▶ _Document segment_:
================
In a generation seemingly absent responsible adults, we knowingly and cheerfully chose to have a grand party at the expense of our children and grandchildren. In the doing, we effectively destroyed our great institutions of finance, journalism, education, banking, manufacturing, insurance, transportation and athletics.
As a nation our errors were of commission and omission. Our errors of commission were largely based on tilting the economic playing field to favor the wealthy and powerful among us by lessening governmental regulation and control. Deregulation became a game in which immense wealth was transferred from the nation’s middle class to the mighty, rich and powerful. Absent responsible adults to remind us that American capitalism rests on a foundation of checks and balances, we systematically deregulated ourselves into disaster.
And now reality has set in, what matters most has become clear and painful. Over reliance on laissez-faire thinking, and the invisible hand first postulated by Adam Smith has failed. Neither we, nor the world around us is happy with the result. We know someone did us wrong and we rightly demand retribution. Until we accept the reality that as a nation we got exactly what we asked for, substantive change remains unlikely.

Angry Banker Protests In Britain
But we’re mad as hell — and rightfully so. Our sense of betrayal is universal at home and abroad. Bankers we once held in high esteem we now flagellate as thieves and criminals. We overlook, for the moment, our own contributions to the problem. For as we collectively invested billions in market holdings based on short term earnings performance, our personal flight from reality sent our own jobs overseas, destroyed effective corporate governance and freed our bankers to do other, more risky things with our savings.
================
▶ _Material_:
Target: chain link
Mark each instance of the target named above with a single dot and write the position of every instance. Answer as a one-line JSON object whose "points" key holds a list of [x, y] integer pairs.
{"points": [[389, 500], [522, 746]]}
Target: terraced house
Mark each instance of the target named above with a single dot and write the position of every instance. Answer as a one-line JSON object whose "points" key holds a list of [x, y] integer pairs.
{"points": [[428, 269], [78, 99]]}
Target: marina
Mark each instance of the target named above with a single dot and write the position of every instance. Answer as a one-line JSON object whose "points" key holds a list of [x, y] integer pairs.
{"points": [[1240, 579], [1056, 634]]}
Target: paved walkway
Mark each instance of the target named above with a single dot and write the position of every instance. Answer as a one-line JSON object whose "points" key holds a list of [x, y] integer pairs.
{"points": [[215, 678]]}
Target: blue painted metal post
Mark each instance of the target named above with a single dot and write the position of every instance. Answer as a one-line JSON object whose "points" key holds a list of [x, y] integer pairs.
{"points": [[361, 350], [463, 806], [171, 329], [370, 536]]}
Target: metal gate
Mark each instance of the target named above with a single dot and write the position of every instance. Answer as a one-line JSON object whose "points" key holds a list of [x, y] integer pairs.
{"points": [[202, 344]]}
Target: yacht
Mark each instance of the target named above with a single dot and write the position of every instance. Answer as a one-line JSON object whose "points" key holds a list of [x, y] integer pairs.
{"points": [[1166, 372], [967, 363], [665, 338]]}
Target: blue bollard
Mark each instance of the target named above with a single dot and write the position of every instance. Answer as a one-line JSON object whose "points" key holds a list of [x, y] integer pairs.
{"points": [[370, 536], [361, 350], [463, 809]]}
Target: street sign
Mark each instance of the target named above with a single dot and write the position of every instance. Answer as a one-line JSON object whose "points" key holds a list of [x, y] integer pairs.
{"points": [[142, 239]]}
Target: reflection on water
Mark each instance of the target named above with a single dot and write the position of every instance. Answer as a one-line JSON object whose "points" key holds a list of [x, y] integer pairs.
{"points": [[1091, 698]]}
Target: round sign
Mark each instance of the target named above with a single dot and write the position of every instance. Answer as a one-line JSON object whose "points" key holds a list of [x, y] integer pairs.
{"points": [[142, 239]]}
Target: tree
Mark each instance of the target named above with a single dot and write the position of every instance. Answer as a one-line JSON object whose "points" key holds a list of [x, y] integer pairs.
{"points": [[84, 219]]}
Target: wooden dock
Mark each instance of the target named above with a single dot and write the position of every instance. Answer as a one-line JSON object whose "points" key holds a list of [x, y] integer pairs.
================
▶ _What to work on_:
A. In the essay on deregulation, who first postulated the invisible hand?
B. Condense the paragraph in the essay on deregulation that begins "As a nation our errors were of commission and omission" into two or three sentences, keeping its main facts.
C. Reproduce the part of the essay on deregulation that opens with the words containing "In a generation" and closes with "ourselves into disaster.", substituting "grown-ups" for "responsible adults".

▶ _Expected answers_:
A. Adam Smith

B. The nation erred through both commission and omission, chiefly by reducing government regulation in ways that favored the wealthy and powerful. Deregulation shifted immense wealth from the middle class to the rich. With no responsible adults to insist that American capitalism depends on checks and balances, the country deregulated itself into disaster.

C.
In a generation seemingly absent grown-ups, we knowingly and cheerfully chose to have a grand party at the expense of our children and grandchildren. In the doing, we effectively destroyed our great institutions of finance, journalism, education, banking, manufacturing, insurance, transportation and athletics.
As a nation our errors were of commission and omission. Our errors of commission were largely based on tilting the economic playing field to favor the wealthy and powerful among us by lessening governmental regulation and control. Deregulation became a game in which immense wealth was transferred from the nation’s middle class to the mighty, rich and powerful. Absent grown-ups to remind us that American capitalism rests on a foundation of checks and balances, we systematically deregulated ourselves into disaster.